(WHAT TO DO)
Leave the pictures out and return every line below exactly.

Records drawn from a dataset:
>>

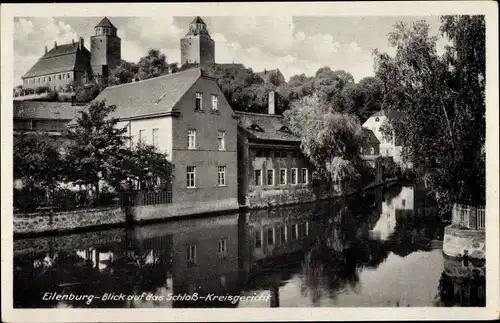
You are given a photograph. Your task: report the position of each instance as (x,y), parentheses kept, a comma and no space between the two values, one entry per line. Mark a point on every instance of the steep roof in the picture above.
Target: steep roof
(265,127)
(197,20)
(148,97)
(60,59)
(105,23)
(369,136)
(44,110)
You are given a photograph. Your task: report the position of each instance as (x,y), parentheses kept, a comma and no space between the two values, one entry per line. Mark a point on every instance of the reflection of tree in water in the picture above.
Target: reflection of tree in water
(331,265)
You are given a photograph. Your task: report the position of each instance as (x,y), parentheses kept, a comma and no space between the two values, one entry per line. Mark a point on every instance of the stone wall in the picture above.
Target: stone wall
(68,220)
(165,211)
(70,242)
(458,242)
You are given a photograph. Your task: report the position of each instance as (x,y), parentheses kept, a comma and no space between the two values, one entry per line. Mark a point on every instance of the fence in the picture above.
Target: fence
(468,217)
(145,198)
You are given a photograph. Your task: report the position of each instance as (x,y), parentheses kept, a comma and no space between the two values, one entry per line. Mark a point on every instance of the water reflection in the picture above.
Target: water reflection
(380,249)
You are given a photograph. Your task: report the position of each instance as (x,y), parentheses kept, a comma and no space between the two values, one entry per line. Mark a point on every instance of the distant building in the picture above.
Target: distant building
(272,76)
(389,145)
(271,164)
(186,116)
(197,47)
(34,116)
(67,63)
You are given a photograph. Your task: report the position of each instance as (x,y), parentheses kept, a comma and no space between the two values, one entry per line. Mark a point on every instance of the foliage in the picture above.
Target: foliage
(329,139)
(87,92)
(96,147)
(124,73)
(444,101)
(152,65)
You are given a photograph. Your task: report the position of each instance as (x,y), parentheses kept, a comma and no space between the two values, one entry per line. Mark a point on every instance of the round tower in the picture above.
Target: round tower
(197,47)
(105,48)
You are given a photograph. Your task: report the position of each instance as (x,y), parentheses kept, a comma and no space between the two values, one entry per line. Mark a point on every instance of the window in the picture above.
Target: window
(304,176)
(191,139)
(221,176)
(258,239)
(283,176)
(294,176)
(142,135)
(270,236)
(199,99)
(215,101)
(222,247)
(270,177)
(191,253)
(156,137)
(295,231)
(257,181)
(191,176)
(221,140)
(283,234)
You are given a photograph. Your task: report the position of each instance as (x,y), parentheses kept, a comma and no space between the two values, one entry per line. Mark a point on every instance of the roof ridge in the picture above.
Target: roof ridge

<<

(SOLVED PROBLEM)
You are given a photograph. Your task: report the position of each instance as (x,y), parentheses kept, a comma and no space between the two values, one entry per line. Mark a point on every instance of the steep roof in the picture above.
Target: steep roof
(265,127)
(197,20)
(148,97)
(60,59)
(105,23)
(369,136)
(44,110)
You are given a photograph. Your task: report the position of each instance as (x,y), parentheses kept, a comma and no space between the two values, one entry per line. Mark a point on every instance of the reflection of tree in water in the picture above.
Target: reflection of tree in water
(331,265)
You are given a photograph. Your task: report the position of each instance as (x,y), parentheses kept, a comma and no space between the two values, one entry per line. Mark a point on every instance of the stone wall in the picture above.
Target: stone wall
(68,220)
(165,211)
(70,242)
(458,242)
You are given a photograph. Your task: report the position of each instance as (x,y), parentheses kept, a comma and no space between the two values, one entry per line. Mark a point on every instance of the fence in the picture above.
Target: fence
(468,217)
(145,198)
You are given a photograph. Your task: report the position of each instance as (x,y), parentheses kept, a comma and no space between the two values, one entry per line. Mark a point on every instance of the water reflection in the picture above.
Target: water reflection
(380,249)
You are given a photograph. Your task: report the position of each instance as (x,y), parentheses kept, a comma and no space between the two values, one entry per line. Mark a point on every instance of the distant building in the picture above.
Target: distant building
(272,76)
(389,145)
(271,164)
(186,116)
(197,47)
(34,116)
(67,63)
You are given a photograph. Your task: report the position of each instance as (x,y), parentheses kept, a comma and no space between the two values, one entry per line. Mark a point on every instance of the foliage in the picture above.
Target: foliage
(329,139)
(87,92)
(96,147)
(124,73)
(444,101)
(152,65)
You are given a photograph. Your task: report the position of each instance as (x,y), parentheses kept, a comma and no space between the two values, one entry per line. Mark a point on every instance of the round tower in the picture above.
Target: round tower
(197,47)
(105,48)
You are given a photograph. Your task: report the position of each instance as (x,y), parentheses kept, a comma and no space between the two values, one entry per line. Mark a point on every instance of the window in the picture above.
Target: window
(304,176)
(191,139)
(221,176)
(258,239)
(283,176)
(294,176)
(142,135)
(270,236)
(199,99)
(215,101)
(222,247)
(270,177)
(191,253)
(156,137)
(295,231)
(257,181)
(191,176)
(221,140)
(283,234)
You are given a photograph. Your task: report the position of each instance as (x,y), parentheses kept, a comma and no space between the two values, one entry per line. Mark a point on every instance of the roof ridge in the picture above.
Target: roof ridge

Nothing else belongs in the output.